[begin EXTRACTED INFORMATION]
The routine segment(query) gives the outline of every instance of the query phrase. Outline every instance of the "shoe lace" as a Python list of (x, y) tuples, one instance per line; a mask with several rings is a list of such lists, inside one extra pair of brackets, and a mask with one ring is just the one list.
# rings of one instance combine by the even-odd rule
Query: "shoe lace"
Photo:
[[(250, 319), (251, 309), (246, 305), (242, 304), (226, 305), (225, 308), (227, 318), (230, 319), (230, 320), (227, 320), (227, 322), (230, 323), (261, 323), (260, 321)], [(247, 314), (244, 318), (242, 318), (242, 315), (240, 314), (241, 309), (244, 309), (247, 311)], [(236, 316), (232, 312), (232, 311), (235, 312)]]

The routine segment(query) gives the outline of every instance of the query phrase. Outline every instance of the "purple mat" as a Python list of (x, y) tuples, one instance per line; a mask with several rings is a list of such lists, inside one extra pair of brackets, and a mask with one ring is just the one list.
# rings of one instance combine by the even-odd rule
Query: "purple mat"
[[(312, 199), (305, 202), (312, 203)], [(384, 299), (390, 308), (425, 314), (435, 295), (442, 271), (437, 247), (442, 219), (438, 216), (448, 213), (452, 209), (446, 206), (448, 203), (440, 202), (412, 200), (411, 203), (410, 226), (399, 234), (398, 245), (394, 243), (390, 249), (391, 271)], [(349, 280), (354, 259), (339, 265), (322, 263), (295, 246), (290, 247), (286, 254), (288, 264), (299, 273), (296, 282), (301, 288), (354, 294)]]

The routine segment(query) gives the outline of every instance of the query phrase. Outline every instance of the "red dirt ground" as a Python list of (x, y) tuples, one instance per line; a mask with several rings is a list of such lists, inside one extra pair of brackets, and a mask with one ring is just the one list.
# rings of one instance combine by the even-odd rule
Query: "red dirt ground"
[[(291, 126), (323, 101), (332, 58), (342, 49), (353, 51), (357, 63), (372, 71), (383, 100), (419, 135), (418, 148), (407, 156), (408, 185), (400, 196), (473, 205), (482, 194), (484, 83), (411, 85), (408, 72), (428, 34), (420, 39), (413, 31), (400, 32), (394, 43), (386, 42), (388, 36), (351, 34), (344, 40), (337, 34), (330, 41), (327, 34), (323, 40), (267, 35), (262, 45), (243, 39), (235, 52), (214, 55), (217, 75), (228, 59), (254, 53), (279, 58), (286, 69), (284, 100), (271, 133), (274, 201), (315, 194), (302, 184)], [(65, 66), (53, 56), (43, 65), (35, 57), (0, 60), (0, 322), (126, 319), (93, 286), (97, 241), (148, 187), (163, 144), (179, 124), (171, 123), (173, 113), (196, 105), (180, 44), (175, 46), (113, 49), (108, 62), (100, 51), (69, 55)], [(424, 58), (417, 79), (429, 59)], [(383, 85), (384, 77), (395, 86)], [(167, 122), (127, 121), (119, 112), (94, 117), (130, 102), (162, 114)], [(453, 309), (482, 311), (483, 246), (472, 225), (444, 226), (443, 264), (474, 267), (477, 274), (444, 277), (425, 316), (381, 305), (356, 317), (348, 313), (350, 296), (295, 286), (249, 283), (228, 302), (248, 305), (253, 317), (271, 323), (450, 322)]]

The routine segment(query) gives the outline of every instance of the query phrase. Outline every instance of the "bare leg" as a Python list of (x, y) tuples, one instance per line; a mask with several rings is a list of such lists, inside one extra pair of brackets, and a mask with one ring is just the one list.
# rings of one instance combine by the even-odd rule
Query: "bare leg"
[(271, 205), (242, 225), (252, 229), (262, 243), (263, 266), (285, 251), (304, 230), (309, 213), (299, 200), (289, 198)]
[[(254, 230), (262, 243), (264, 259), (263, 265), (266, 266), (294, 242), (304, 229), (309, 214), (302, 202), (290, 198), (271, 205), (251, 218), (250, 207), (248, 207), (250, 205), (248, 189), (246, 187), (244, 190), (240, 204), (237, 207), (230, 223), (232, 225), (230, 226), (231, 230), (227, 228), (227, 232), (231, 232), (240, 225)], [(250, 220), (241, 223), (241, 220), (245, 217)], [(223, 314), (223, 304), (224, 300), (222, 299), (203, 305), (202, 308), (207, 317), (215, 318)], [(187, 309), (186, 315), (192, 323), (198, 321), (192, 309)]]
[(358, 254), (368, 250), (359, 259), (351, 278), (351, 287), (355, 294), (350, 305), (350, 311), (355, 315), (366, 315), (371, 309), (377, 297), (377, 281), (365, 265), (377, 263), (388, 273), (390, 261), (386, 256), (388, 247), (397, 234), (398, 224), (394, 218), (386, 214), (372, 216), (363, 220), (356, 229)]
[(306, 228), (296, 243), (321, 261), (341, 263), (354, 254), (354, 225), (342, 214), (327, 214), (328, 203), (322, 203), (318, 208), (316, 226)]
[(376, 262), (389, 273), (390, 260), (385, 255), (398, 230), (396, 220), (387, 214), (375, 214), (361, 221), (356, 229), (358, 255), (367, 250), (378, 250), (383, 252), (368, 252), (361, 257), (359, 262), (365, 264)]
[end EXTRACTED INFORMATION]
[begin EXTRACTED INFORMATION]
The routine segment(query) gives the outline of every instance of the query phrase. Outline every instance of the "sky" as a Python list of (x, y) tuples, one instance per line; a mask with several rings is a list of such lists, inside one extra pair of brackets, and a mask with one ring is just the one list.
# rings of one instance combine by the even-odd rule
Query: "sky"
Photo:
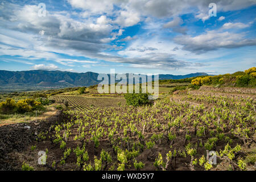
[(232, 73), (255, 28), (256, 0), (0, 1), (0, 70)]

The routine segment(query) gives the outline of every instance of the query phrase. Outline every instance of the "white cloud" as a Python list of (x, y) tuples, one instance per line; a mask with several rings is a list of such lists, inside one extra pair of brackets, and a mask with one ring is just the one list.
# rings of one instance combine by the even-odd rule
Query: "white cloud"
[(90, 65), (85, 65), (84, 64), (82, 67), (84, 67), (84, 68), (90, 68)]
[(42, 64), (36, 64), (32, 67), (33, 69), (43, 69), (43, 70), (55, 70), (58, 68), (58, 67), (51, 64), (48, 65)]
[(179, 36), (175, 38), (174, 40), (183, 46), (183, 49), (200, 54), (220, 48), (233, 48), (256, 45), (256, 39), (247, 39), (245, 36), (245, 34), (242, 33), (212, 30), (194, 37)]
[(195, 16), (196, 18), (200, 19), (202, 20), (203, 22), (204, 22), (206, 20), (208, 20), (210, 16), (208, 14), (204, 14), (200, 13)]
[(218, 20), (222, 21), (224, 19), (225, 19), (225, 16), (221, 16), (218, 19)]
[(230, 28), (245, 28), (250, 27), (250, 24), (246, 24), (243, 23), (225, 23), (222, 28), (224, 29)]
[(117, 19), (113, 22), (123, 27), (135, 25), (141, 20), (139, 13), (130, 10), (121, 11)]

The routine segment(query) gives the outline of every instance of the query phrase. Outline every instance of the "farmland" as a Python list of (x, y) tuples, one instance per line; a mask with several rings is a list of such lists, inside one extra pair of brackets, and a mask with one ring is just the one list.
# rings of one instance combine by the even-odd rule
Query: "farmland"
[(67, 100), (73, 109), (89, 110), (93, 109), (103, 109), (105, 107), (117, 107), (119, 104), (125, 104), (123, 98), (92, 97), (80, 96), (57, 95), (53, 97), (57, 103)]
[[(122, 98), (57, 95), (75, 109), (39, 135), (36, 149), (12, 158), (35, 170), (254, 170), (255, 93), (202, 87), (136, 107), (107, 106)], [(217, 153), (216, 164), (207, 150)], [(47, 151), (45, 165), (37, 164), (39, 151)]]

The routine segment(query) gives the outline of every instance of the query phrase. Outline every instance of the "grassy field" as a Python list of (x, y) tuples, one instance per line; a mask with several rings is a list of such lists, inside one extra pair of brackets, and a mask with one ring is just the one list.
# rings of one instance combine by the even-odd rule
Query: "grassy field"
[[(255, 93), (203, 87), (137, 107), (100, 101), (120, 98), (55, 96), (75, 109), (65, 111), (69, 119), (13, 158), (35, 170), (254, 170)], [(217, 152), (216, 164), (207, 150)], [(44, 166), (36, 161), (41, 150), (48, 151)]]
[end EXTRACTED INFORMATION]
Identify every line in the items above that contains the word "white", and copy each one in full.

▶ [WORKED ANSWER]:
The routine segment(query) gives the outline of every instance of the query phrase. Outline every instance of the "white cloud" as a Python list of (x, y) tuples, one instance per line; a mask with several rings is a list of such lists, inside one extra pair of brackets, and a mask with one ring is just the one list.
Query: "white cloud"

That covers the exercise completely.